Friends hasbeen, I mean, actor David Schwimmer is engaged.
At 43-years-old the former Friends star has found the love of his life in 24-year-old Zoe Buckman, whom he met when he picked her up at day camp in 1998.
He allegedly met Buckman in 2007, when he was making his directorial debut, Run Fatboy Run. Back then, she was just another nubile twenty-one-year old and he was just another geezer preparing for his first, post-forty, prostate exam.
It seems like just yesterday when, at aged 84, she married a twelve-year-old Ashton Kutcher.
But apparently Demi, the original cougar, doesn't like the word "cougar."
She says, "'Cougar' has become so distasteful. I really hate that expression. 'Puma' has a sweeter quality, more elegant."
Oh, Demi, I have a better word for you: hasbeen.
Try on "career over".
How do you like that?
It's gettin' hot in the kitchen with Paula Deen, y'all.
She was asked to do something called the Celebrity Chefs Tour, where she would give live cooking demonstrations in several cities, but when the $150,000 advance check she was given by promoters bounced, so did Paula.
But she's not through.
The tour people are playing the bitch card, saying Paula just walked away for no reason, and Paula is suing mad. She wants a $130,000 for each event she was to do, and, well, she also wants $1 million dollars for defamation.
That's a lot of biscuits'n'gravy.
I've tried to stay away from the Rielle Hunter-Johnny Edwards-Elizabeth Edwards trifecta of dysfunction, but this is just too funny to pass up.
Rielle did an interview with GQ to talk about how she isn't a whore and a stalker and a husband stealer, and how Elizabeth is really Elizabitch. Rielle told her story and then posed for pictures.
They gave her a man's shirt and no pants. No.Pants. And she posed in them. But now, and this is rich, Rielle is upset because she had no idea they would use the pictures of her without the pants, spread out on a child's bed, surrounded by stuffed animals.
Really? Rielle? What an idiot!
Now, GQ is fighting back, releasing videotaped footage of the photoshoot where Rielle is asked to look at the pants-less pics, and gives her approval! GQ reporter, Lisa DePaulo says, "Did she say she thought they would be headshots? Rielle is a smart woman. She knows what she wore and what she was doing in the photo shoot."

**Problem to solve**
Say whether each statement below agrees with the gossip column, answering yes or no and quoting the column's deciding words. 1. The promoters gave Paula Deen an advance check for $150,000. 2. Demi says she prefers the word "cougar" to "puma." 3. Rielle gave her interview to GQ.

Coordinate labeling data:
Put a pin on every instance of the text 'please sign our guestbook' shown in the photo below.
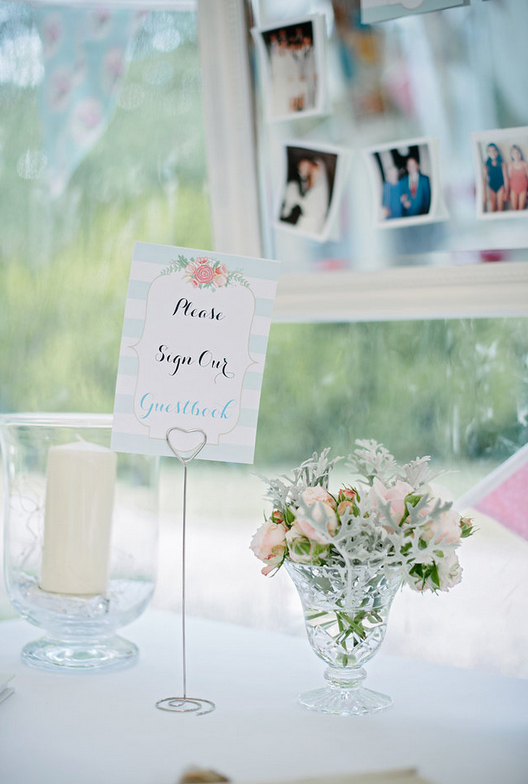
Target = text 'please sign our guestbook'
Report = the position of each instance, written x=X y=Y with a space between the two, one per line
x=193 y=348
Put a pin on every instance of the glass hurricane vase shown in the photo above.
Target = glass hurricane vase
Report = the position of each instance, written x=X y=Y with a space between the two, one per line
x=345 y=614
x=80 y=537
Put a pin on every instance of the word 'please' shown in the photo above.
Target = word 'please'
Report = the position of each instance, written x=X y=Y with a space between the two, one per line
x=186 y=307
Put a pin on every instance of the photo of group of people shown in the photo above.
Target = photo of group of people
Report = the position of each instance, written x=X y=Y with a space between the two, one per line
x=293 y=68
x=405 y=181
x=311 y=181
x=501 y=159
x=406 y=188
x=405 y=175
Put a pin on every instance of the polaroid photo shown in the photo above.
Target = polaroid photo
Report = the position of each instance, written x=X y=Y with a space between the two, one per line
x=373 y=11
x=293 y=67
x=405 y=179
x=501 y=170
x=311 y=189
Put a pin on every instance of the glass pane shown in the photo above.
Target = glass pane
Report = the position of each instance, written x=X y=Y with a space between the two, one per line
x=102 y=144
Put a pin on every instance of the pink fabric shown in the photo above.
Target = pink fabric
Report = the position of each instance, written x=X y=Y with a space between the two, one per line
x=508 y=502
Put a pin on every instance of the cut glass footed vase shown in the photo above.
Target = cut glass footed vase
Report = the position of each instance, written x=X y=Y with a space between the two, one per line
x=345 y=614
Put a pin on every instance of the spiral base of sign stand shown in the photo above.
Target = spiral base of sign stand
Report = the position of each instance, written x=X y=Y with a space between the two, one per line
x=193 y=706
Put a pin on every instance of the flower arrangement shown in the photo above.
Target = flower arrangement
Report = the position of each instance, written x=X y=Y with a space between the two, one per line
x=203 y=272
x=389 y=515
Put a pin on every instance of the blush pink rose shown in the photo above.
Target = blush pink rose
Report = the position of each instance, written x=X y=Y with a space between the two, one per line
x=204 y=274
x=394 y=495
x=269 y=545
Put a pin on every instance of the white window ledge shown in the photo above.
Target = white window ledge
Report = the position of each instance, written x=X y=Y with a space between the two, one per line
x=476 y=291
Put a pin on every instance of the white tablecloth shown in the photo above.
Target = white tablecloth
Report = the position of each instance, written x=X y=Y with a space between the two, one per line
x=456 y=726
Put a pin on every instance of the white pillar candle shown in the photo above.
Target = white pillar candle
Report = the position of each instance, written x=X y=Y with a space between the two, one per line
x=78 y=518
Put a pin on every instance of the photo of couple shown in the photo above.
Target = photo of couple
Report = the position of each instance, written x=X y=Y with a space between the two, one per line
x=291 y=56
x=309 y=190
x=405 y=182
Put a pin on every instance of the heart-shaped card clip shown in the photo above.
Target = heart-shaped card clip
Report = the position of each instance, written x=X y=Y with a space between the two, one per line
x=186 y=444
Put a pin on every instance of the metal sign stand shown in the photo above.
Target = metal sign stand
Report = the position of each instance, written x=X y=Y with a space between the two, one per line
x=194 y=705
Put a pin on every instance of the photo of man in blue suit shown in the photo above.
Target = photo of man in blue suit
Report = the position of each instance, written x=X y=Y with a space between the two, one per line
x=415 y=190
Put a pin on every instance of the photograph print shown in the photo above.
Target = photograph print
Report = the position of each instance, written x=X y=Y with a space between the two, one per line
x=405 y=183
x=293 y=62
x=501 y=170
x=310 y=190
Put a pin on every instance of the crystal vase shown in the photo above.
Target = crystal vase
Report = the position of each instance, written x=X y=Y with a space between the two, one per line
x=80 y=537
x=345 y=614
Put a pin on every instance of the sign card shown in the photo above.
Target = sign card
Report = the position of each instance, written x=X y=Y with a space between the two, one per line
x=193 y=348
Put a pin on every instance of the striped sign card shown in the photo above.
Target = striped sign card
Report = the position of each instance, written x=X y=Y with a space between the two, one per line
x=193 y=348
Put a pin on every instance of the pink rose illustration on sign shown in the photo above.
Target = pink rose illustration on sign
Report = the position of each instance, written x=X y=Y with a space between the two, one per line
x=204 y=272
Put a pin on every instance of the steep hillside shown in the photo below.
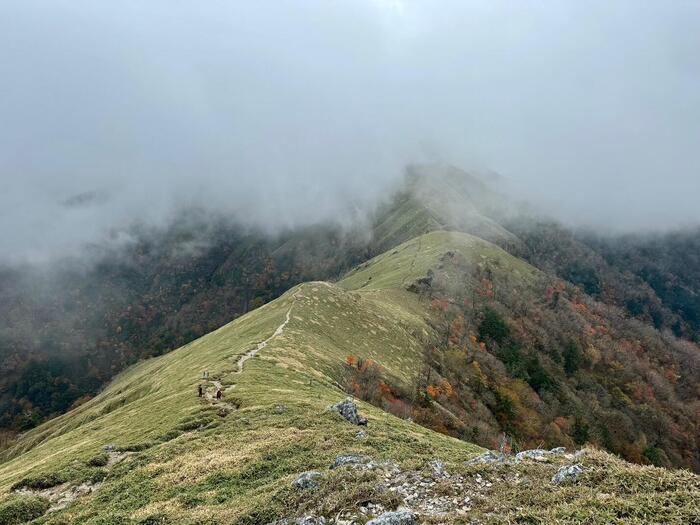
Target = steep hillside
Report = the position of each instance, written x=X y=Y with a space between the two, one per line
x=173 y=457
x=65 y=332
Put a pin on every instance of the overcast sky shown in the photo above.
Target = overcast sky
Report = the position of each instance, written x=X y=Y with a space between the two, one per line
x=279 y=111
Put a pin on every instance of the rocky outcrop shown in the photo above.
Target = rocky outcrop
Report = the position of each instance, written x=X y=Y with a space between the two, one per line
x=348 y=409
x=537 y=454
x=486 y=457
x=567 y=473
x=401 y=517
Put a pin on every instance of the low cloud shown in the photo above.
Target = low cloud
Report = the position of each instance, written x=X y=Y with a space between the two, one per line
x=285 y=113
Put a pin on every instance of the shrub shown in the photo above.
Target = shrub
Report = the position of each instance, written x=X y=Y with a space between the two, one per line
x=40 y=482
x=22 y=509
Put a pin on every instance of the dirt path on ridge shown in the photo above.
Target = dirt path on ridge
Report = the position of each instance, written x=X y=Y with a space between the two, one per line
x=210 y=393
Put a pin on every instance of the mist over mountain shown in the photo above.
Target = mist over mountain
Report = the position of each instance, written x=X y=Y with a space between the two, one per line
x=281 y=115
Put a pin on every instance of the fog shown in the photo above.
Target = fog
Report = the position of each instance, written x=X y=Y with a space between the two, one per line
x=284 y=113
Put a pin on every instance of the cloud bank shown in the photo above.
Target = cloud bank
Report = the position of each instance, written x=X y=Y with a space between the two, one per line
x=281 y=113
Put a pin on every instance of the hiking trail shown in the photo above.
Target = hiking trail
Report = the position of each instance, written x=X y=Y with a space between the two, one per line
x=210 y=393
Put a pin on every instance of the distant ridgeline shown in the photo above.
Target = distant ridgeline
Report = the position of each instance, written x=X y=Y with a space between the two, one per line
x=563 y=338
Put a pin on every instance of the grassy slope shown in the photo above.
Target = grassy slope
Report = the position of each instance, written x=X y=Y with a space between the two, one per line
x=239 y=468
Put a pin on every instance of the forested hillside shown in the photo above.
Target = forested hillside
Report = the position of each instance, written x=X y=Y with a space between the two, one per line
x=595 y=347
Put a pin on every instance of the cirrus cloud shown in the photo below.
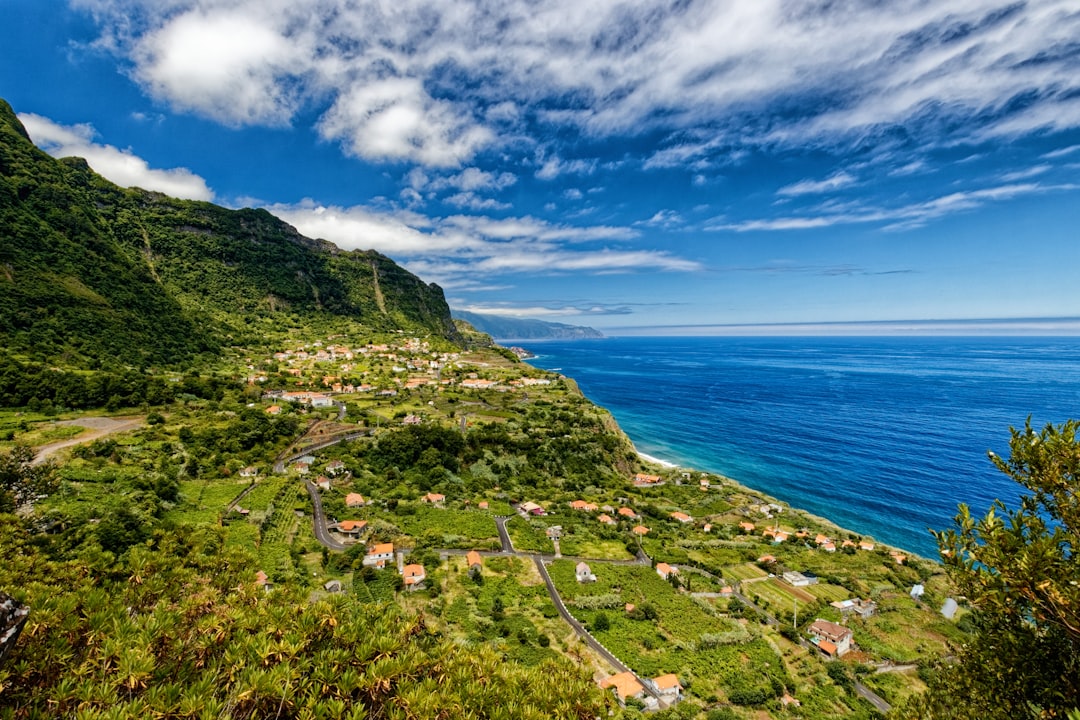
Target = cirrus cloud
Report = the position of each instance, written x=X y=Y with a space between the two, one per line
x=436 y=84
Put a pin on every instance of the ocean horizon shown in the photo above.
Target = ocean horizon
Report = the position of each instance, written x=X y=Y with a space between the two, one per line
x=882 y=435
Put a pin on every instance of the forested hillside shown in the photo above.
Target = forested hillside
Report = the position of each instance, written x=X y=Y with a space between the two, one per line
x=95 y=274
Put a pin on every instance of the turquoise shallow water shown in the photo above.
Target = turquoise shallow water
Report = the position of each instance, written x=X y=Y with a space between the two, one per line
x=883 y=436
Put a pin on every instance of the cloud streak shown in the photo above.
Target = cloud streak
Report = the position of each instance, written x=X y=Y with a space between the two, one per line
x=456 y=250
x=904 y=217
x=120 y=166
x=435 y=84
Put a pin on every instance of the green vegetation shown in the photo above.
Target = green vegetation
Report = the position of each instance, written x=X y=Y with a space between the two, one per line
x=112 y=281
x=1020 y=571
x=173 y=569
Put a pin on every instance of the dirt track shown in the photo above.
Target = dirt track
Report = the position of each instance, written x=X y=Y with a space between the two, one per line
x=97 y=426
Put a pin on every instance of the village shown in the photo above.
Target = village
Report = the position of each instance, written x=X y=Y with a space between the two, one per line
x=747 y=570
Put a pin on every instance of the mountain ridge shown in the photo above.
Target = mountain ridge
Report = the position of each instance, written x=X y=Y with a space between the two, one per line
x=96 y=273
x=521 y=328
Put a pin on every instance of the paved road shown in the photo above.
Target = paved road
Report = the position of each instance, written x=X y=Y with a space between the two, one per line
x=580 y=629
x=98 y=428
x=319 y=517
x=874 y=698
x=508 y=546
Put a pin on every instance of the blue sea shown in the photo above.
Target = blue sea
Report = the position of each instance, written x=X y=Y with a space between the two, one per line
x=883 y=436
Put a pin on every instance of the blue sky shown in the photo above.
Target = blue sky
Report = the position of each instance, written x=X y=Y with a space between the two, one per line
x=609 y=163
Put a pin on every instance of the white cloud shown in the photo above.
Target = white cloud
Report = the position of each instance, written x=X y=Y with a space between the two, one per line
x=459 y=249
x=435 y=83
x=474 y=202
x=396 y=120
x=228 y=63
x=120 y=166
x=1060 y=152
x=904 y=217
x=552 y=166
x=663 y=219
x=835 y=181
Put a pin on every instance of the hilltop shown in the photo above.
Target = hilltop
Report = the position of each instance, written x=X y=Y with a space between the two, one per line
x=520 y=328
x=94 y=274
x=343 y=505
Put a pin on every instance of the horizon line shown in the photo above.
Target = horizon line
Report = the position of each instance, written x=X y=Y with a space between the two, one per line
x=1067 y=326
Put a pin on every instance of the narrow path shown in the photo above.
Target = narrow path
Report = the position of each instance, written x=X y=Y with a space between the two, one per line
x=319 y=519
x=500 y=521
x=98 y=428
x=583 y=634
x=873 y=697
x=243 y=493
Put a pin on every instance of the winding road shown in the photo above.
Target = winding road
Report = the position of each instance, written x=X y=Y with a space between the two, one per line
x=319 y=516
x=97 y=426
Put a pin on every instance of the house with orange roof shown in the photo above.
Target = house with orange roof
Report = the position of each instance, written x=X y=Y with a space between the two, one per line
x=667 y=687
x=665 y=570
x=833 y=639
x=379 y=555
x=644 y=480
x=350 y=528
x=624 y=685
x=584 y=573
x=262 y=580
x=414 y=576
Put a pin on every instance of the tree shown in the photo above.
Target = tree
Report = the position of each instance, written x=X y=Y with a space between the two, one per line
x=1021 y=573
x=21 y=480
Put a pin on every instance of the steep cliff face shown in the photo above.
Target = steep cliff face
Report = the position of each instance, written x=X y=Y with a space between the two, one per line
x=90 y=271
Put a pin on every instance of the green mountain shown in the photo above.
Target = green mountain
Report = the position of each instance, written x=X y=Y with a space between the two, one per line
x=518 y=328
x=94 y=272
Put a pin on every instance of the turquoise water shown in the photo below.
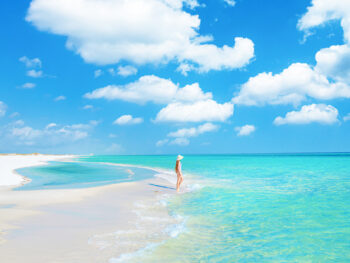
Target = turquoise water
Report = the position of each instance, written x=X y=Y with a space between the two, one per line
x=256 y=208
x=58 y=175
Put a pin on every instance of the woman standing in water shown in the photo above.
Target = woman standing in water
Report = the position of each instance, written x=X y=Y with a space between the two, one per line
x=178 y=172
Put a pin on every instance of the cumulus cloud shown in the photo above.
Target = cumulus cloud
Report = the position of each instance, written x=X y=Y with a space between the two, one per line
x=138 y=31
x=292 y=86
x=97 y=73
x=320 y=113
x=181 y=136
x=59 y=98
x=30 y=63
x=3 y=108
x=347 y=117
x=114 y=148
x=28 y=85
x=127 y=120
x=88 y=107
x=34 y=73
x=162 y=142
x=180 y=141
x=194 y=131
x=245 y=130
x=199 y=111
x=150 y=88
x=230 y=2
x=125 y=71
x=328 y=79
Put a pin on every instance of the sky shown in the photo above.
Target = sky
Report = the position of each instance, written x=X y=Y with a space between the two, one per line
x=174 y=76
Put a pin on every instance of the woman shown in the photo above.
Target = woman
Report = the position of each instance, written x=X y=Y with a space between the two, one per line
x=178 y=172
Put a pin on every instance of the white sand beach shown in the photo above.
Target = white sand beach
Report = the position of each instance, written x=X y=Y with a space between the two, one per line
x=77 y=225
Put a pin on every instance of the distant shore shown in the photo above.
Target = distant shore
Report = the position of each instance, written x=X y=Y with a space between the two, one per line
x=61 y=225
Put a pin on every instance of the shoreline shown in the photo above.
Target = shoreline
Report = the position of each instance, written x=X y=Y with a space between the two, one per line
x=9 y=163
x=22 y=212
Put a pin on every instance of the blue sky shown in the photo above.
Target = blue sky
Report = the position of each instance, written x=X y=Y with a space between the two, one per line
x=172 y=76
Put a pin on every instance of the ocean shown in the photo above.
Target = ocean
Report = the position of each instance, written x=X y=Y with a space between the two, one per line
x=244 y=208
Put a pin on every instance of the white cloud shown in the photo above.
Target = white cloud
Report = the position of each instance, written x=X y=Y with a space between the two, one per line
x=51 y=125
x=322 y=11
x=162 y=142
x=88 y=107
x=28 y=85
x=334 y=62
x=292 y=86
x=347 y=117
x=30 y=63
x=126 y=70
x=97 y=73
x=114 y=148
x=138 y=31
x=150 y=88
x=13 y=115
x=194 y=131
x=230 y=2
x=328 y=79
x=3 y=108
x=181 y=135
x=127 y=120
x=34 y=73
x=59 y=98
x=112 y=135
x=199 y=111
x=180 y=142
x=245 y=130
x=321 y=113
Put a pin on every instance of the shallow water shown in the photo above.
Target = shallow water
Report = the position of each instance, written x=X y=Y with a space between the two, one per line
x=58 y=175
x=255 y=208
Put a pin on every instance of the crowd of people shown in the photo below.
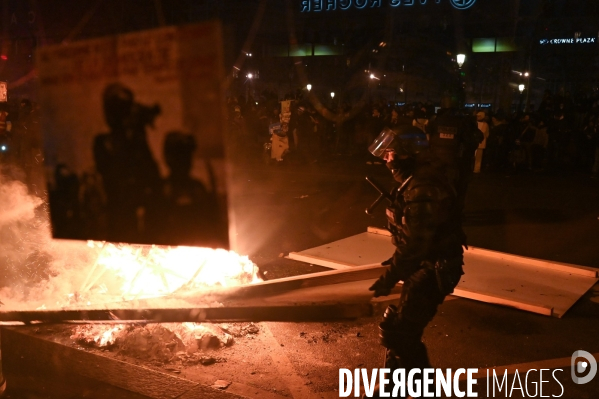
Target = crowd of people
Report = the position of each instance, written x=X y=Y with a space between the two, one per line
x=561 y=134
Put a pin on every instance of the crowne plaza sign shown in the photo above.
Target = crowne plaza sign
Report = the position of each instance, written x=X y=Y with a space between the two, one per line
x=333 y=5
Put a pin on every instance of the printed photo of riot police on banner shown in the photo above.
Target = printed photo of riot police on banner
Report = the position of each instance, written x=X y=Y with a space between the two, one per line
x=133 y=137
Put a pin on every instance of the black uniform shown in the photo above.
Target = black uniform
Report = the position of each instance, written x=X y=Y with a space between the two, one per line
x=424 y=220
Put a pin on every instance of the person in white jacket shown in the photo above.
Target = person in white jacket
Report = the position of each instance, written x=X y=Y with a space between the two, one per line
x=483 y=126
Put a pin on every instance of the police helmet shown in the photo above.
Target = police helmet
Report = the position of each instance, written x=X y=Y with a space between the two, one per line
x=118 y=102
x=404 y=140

**Correct answer**
1. Yes: "the $150,000 advance check she was given by promoters bounced"
2. No: "'Cougar' has become so distasteful. I really hate that expression. 'Puma' has a sweeter quality, more elegant."
3. Yes: "Rielle did an interview with GQ"